WHAT THIS TASK INVOLVES: Please print the lines below word for word, but leave out the pictures.
************
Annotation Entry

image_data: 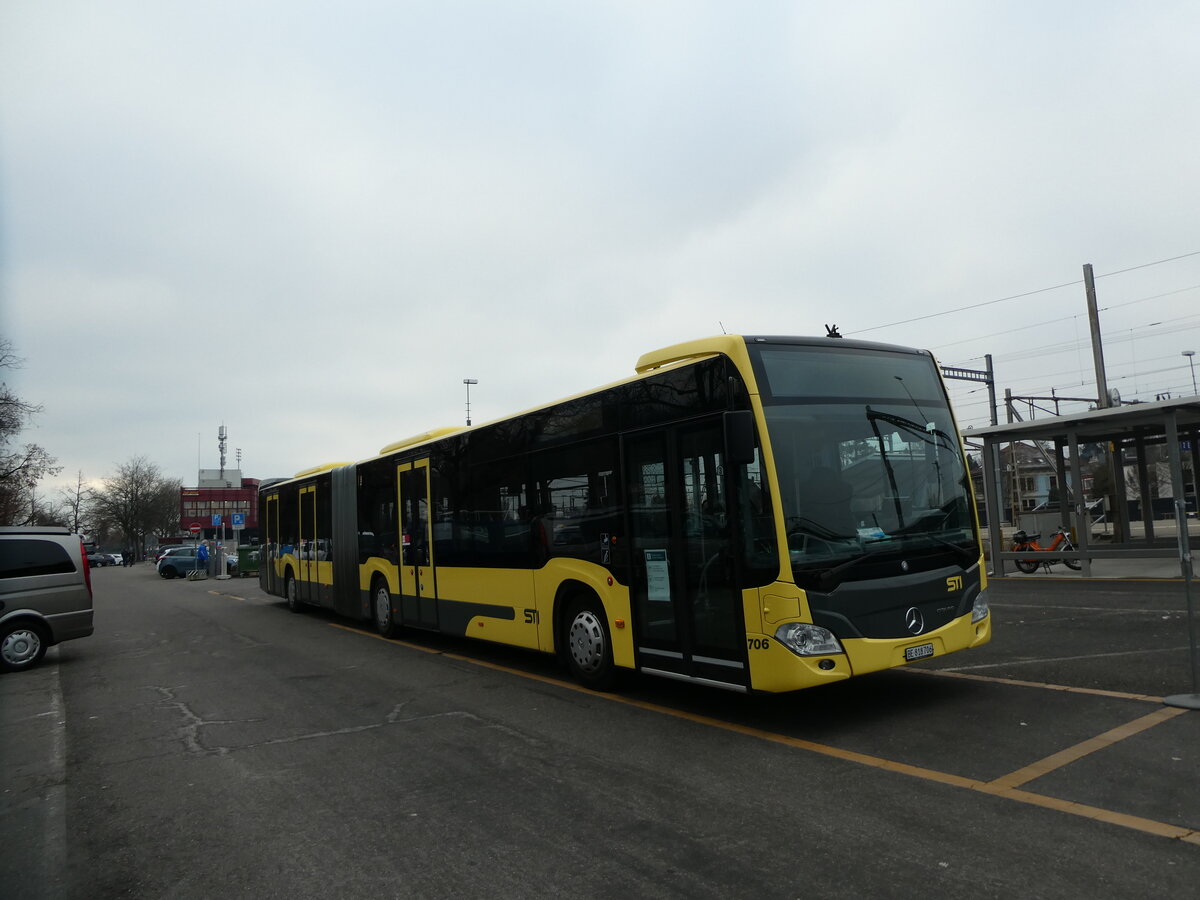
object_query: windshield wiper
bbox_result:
[787,516,854,541]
************
RESULT:
Annotation Entry

image_data: 
object_query: windshield wiper
bbox_result:
[787,516,854,541]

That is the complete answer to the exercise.